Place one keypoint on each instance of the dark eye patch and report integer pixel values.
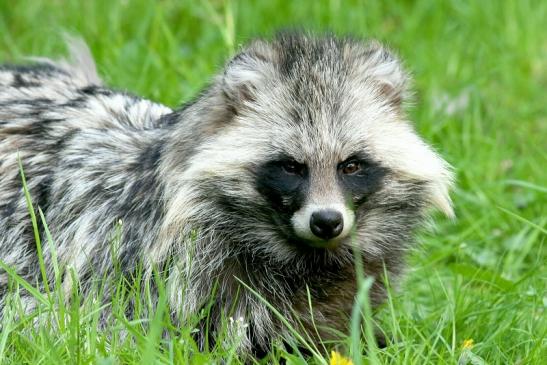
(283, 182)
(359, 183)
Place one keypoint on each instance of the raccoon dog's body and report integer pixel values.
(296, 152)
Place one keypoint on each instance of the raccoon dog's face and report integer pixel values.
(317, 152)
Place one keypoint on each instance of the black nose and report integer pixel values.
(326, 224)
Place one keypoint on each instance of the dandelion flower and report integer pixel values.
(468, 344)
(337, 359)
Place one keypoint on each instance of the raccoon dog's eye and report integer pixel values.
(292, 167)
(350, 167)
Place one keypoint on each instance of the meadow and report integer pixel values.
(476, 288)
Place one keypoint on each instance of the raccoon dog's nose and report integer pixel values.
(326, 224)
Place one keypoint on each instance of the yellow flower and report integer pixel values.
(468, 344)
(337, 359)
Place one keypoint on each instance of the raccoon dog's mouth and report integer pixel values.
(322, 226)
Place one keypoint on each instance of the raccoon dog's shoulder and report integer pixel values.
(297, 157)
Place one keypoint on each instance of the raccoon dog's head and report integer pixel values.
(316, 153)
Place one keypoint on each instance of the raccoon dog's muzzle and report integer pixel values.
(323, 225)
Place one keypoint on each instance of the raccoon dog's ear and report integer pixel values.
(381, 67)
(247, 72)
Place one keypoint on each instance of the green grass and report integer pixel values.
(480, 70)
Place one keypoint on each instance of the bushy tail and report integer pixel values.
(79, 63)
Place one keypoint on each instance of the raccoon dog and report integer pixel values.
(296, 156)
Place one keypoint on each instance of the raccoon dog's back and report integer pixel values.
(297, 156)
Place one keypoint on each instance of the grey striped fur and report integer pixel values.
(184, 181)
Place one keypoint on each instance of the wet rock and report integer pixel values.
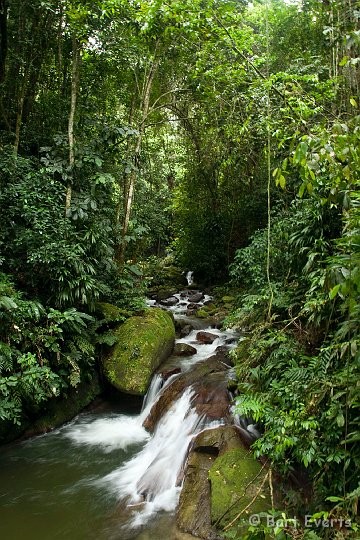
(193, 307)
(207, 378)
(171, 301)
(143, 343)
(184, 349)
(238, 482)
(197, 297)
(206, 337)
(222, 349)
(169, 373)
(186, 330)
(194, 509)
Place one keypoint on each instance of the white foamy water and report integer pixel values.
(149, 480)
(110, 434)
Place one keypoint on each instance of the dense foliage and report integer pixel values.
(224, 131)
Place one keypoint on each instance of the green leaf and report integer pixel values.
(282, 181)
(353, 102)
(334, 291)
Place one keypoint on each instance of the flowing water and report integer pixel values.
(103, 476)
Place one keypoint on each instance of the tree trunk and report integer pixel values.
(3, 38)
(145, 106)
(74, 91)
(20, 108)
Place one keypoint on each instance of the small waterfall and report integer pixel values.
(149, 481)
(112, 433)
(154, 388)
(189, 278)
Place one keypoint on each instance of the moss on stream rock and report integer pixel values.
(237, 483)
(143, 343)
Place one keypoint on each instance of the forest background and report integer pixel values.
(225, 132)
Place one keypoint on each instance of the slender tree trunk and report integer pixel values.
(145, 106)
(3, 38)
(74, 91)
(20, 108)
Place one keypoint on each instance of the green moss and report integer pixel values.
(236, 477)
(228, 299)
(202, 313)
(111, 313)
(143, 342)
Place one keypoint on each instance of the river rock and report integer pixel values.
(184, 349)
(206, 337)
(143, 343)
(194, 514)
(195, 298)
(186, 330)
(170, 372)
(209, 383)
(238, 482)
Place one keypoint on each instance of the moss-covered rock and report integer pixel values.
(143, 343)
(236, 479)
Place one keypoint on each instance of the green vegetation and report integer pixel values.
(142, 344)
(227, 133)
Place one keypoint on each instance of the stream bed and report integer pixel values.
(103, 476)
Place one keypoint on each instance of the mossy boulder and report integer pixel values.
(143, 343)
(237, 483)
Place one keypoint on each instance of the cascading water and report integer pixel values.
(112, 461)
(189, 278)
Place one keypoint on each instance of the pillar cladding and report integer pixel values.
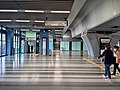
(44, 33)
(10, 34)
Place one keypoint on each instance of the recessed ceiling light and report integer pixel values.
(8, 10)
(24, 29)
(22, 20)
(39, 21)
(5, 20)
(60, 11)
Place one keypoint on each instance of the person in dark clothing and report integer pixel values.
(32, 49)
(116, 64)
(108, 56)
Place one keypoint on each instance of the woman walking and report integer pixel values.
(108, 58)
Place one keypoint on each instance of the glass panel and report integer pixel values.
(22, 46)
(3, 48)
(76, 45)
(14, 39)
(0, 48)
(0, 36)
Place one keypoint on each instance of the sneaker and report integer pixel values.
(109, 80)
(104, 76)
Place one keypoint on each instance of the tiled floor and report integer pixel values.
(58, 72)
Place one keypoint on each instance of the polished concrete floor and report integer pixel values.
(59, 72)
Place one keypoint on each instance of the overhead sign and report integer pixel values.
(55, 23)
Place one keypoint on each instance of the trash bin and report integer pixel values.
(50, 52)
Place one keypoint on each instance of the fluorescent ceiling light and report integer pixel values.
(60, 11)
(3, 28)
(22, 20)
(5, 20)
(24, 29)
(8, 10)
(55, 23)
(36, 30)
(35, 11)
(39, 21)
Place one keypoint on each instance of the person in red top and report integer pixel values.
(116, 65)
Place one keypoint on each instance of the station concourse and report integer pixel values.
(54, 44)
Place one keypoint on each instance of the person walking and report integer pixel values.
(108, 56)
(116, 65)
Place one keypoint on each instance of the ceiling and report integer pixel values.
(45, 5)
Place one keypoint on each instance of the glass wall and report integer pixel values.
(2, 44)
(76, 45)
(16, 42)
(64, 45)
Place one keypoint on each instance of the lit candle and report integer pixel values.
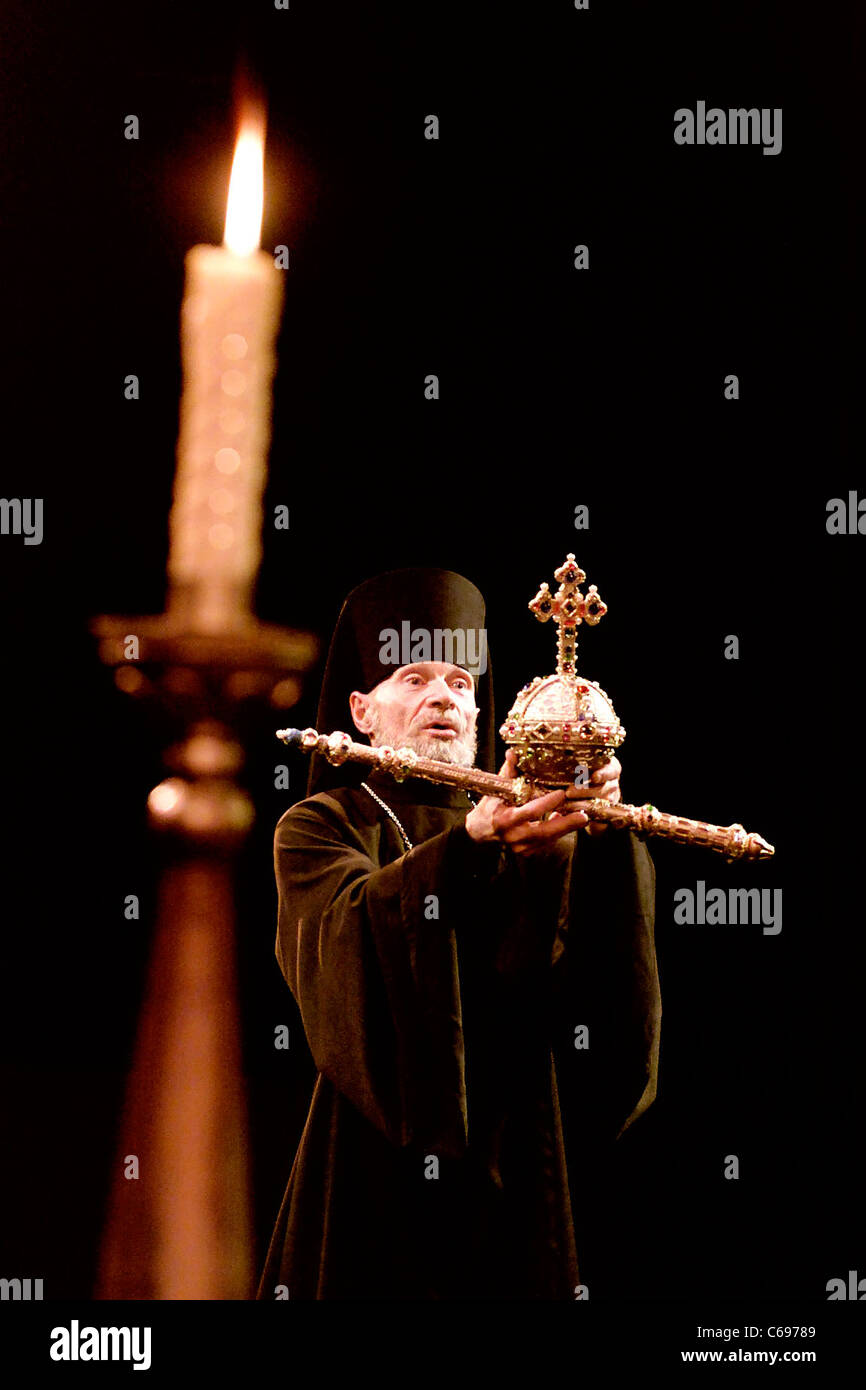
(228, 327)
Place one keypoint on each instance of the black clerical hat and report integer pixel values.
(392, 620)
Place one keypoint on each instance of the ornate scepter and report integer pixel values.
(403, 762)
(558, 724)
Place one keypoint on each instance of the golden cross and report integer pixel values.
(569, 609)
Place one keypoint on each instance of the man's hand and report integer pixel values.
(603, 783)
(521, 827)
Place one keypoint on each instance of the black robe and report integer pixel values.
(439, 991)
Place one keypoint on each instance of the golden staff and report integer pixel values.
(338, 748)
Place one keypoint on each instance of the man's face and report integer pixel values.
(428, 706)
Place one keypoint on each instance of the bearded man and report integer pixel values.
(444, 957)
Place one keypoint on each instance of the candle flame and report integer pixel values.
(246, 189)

—————

▶ **TASK PROMPT**
When you reach the line with "Place one keypoint on each instance of the person walking" in the entries above, start copying, and go on word for word to the last line; skip any picture.

▶ **SOLUTION TO THE PROBLEM**
Place one keypoint on each instance of the person walking and report integer pixel values.
(108, 56)
(116, 65)
Place one keypoint on each instance of the ceiling and report integer pixel values.
(45, 5)
Place one keypoint on each instance of the glass wall and report integer pixel values.
(2, 44)
(76, 45)
(16, 42)
(64, 45)
Place one keypoint on each instance of the lit candle and report integer pixel values.
(228, 327)
Place one keypoint on each instance of the black clerical hat and report integer pixel values.
(392, 620)
Place one keypoint on each instance of the ornate scepter and report integer pixel values.
(403, 762)
(558, 724)
Place one keypoint on each instance of the golden cross and report integer pixel values.
(569, 609)
Place one keypoint on each instance of the man's hand and report integer pixel values.
(603, 783)
(521, 827)
Place one keypoint on each instance of the black robe and report integer pixel values.
(439, 991)
Place one keypoint on each instance of the golden staff and report integer pixel values.
(338, 748)
Place one keypoint on each instance of the man's face and report integer pixel values.
(428, 706)
Place one keypoint on each instance of the bearded man and report integer pixel values.
(444, 957)
Place one keypoint on each instance of the candle flame and report integer pixel values.
(246, 189)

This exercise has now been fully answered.